### Task instructions
Return every one of the rows below word for word, leaving out the pictures.

<<<<

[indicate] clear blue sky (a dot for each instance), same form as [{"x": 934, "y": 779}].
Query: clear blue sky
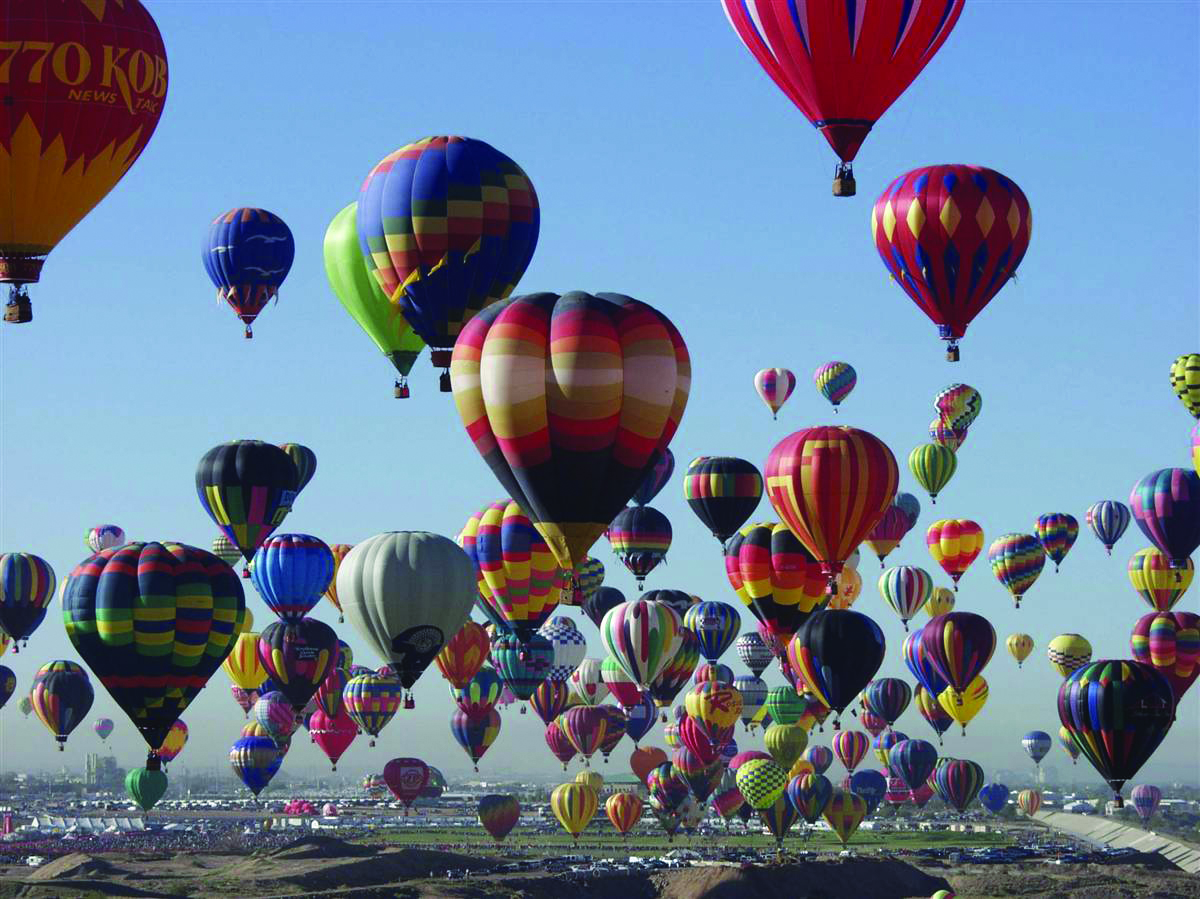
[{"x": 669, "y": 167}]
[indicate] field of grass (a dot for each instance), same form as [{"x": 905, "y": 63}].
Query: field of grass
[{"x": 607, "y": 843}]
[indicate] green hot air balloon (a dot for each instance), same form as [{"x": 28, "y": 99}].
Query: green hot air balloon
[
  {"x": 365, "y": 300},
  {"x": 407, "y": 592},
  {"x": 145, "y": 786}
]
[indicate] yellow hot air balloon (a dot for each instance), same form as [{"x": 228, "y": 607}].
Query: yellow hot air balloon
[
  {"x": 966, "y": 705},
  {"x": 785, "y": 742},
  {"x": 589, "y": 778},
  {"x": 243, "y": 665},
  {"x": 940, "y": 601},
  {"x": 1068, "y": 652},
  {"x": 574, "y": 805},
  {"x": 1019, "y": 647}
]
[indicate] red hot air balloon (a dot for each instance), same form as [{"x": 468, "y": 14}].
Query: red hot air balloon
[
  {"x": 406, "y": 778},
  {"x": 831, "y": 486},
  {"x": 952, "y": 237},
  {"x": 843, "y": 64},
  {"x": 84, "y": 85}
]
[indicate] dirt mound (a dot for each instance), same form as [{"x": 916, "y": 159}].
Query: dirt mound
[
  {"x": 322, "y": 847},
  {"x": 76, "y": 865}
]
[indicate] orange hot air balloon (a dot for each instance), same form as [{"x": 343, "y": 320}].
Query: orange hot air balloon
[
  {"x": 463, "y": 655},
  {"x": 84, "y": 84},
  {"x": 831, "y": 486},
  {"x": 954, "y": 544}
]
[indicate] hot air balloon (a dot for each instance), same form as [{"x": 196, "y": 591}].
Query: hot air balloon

>>>>

### Result of this exercise
[indicate] clear blue sky (a dot for each instance), same form as [{"x": 934, "y": 779}].
Query: clear blue sky
[{"x": 669, "y": 167}]
[indicate] field of grass (a dot for each instance), same form as [{"x": 905, "y": 63}].
Query: field of grass
[{"x": 607, "y": 843}]
[indicate] green hot air balloon (a dot for each instance), same form as [{"x": 28, "y": 99}].
Query: green hot air balloon
[
  {"x": 365, "y": 300},
  {"x": 407, "y": 592},
  {"x": 145, "y": 786}
]
[indicate] yellow hot air balloon (a dot for each instance), same form as [{"x": 228, "y": 607}].
Query: yellow hot air balloon
[
  {"x": 966, "y": 705},
  {"x": 785, "y": 742},
  {"x": 589, "y": 778},
  {"x": 243, "y": 665},
  {"x": 940, "y": 601},
  {"x": 1068, "y": 652},
  {"x": 574, "y": 805},
  {"x": 1019, "y": 647}
]
[indicate] red hot air balloon (a dot for each instance), same form as [{"x": 468, "y": 14}].
Query: red hot air balloon
[
  {"x": 406, "y": 778},
  {"x": 831, "y": 486},
  {"x": 952, "y": 237},
  {"x": 843, "y": 64},
  {"x": 84, "y": 85}
]
[indicate] dirt mound (a dot for each instance), same form as [{"x": 916, "y": 159}].
Query: dirt mound
[
  {"x": 322, "y": 847},
  {"x": 76, "y": 865}
]
[indicate] orange hot air balloon (a dot for each instance), same form as [{"x": 343, "y": 320}].
Query: orange hot air balloon
[
  {"x": 463, "y": 655},
  {"x": 84, "y": 84},
  {"x": 831, "y": 486},
  {"x": 954, "y": 544}
]
[indicate] hot air balloon (a dot for each instance), same form as [{"x": 196, "y": 591}].
Query: hot air balloon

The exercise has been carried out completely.